(ASSIGNMENT 1): Reproduce the passage of the employment law post starting at "Luckily for all" and ending at "to find us!", word for word.
(ASSIGNMENT 2): Continue the post on ADA reasonable accommodation from the point where it stops.

(SOURCE PASSAGE):
※

Luckily for all the NC employers out there, our state did not enact any new employment laws in 2015.  However, the federal courts and certain federal agencies have been all over the place with new interpretations of federal employment laws.  Employment handbooks should be treated as living documents that are subject to annual review (at a minimum).  If you want some help on this task, you know where to find us!

Don't be dumb: Lessons learned with ADA Reasonable Accommodation & the Interactive Process

Its time for a POP QUIZ!

Pretend you are a construction company (if you are not already).  You need to hire a field engineer so you put out a job listing on Indeed.com that says, among other things, that an essential part of this job is the ability to climb a ladder.   A day goes by and suddenly you have a good candidate for this position (hooray!).  During your required medical examination for all new hires, it comes out that this candidate suffered a rotator cuff injury about a year ago and he can not drive a vehicle, lift more than 10 pounds, or work with his hands above shoulder level. What do you do?

(a)    Get rid of him! Kid can't even drive. 

(b)    Ask for additional information about the injury & his ability to do essential job functions.

(c)    Engage in an interactive conversation about reasonable accommodation since the new hire may be "disabled."

(d)    Do (b) & (c).

Answer: (d)           Yes, I know it comes as a surprise but it looks like your new hire may have a disability covered under the ADA that has been brought to your attention during the pre-employment medical exam.  This means as an employer covered under the ADA you must engage in an interactive conversation with the employee about reasonable accommodation that may allow the employee to do the essential functions of the job.  This interactive process may include that described in (b). Hence, (d) is the best answer.

※

(RECORDED INFORMATION):
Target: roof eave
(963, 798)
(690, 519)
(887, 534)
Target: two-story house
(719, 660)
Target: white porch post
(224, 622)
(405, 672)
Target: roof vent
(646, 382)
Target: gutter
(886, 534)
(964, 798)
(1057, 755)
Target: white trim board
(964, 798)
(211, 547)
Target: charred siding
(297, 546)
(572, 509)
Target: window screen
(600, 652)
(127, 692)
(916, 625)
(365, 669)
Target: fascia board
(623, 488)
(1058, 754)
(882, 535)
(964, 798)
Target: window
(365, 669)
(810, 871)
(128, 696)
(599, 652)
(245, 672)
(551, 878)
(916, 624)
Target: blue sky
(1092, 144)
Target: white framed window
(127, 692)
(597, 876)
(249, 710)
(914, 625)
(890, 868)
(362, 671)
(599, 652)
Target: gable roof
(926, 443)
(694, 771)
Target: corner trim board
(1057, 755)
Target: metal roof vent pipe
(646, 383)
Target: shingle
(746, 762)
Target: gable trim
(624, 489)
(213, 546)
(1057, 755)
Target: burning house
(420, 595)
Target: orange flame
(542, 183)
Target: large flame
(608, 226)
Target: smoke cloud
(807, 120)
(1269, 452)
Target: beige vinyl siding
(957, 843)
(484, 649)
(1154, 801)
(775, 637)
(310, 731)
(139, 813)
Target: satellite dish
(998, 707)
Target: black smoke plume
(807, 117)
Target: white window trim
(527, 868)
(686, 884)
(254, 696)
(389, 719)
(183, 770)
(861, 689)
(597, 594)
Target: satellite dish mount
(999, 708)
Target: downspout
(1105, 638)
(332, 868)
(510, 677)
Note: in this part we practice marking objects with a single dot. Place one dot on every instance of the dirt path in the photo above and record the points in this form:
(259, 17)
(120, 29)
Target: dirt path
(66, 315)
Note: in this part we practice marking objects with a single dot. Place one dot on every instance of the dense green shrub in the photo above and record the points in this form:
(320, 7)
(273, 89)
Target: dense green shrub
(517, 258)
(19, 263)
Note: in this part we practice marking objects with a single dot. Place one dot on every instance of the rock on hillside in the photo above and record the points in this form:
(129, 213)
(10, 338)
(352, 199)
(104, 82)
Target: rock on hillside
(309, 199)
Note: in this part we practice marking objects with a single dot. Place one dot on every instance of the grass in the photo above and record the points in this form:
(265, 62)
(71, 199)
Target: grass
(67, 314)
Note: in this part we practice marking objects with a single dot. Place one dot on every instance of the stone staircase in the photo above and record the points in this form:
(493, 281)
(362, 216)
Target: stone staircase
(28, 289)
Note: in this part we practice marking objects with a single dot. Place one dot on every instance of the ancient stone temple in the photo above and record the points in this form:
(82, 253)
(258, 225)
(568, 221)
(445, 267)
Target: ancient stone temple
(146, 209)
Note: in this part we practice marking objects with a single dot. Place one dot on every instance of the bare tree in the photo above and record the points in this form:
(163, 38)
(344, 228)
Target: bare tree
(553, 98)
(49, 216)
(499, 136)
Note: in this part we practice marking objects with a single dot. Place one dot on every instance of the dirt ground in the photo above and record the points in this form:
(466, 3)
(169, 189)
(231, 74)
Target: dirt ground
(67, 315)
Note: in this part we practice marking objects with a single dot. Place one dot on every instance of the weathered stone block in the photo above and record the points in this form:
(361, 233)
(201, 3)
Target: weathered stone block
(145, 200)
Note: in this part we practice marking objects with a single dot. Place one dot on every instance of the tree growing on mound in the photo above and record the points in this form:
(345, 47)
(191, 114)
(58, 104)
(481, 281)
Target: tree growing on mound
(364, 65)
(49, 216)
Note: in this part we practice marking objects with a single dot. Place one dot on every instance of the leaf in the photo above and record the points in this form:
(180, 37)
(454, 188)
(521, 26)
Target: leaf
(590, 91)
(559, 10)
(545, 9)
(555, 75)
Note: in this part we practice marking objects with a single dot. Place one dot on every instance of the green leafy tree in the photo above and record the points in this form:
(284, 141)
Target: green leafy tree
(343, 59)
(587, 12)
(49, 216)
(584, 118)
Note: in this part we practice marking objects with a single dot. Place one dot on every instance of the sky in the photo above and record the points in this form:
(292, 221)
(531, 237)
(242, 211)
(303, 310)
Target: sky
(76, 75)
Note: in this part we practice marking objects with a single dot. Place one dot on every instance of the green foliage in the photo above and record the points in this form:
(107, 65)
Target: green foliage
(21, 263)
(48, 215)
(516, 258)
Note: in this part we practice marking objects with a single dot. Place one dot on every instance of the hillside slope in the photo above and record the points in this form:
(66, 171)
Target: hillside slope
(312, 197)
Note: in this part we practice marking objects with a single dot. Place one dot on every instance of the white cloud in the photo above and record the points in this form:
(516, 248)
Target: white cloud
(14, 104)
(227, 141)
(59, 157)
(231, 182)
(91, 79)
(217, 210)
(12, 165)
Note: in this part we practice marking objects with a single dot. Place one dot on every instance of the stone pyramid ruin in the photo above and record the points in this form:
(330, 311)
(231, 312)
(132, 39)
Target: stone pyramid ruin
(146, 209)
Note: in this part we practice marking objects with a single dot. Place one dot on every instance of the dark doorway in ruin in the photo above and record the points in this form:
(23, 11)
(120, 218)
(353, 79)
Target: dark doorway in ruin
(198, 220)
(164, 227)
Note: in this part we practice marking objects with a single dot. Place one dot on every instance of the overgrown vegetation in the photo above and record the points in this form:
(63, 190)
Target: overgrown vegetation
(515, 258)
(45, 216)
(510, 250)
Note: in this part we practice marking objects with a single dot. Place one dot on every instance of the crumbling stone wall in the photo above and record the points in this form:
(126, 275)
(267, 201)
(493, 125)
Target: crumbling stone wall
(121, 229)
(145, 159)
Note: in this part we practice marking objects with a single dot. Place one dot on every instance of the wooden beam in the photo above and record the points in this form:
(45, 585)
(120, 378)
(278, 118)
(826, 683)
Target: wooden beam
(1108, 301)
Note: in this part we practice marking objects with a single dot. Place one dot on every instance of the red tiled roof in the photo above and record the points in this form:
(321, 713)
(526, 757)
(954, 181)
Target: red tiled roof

※

(RESPONSE AREA 1):
Luckily for all the NC employers out there, our state did not enact any new employment laws in 2015.  However, the federal courts and certain federal agencies have been all over the place with new interpretations of federal employment laws.  Employment handbooks should be treated as living documents that are subject to annual review (at a minimum).  If you want some help on this task, you know where to find us!

(RESPONSE AREA 2):
Since when is a "rotator cuff injury" a disability?

Since 2009.  Back in '09, the Americans with Disabilities Act was amended and it made the definition of "disability" reallllllllly broad.  Pretty much anything that effects one or more major life activities is a disability.  Also, even if a rotator cuff injury was denied coverage as a true "disability" under the ADA, an employee who is "regarded as" disabled is still covered under the Act.  This means if you assume or treat an employee or applicant as disabled, they can still sue for discrimination under the ADA.

What is an interactive process and how do I get one?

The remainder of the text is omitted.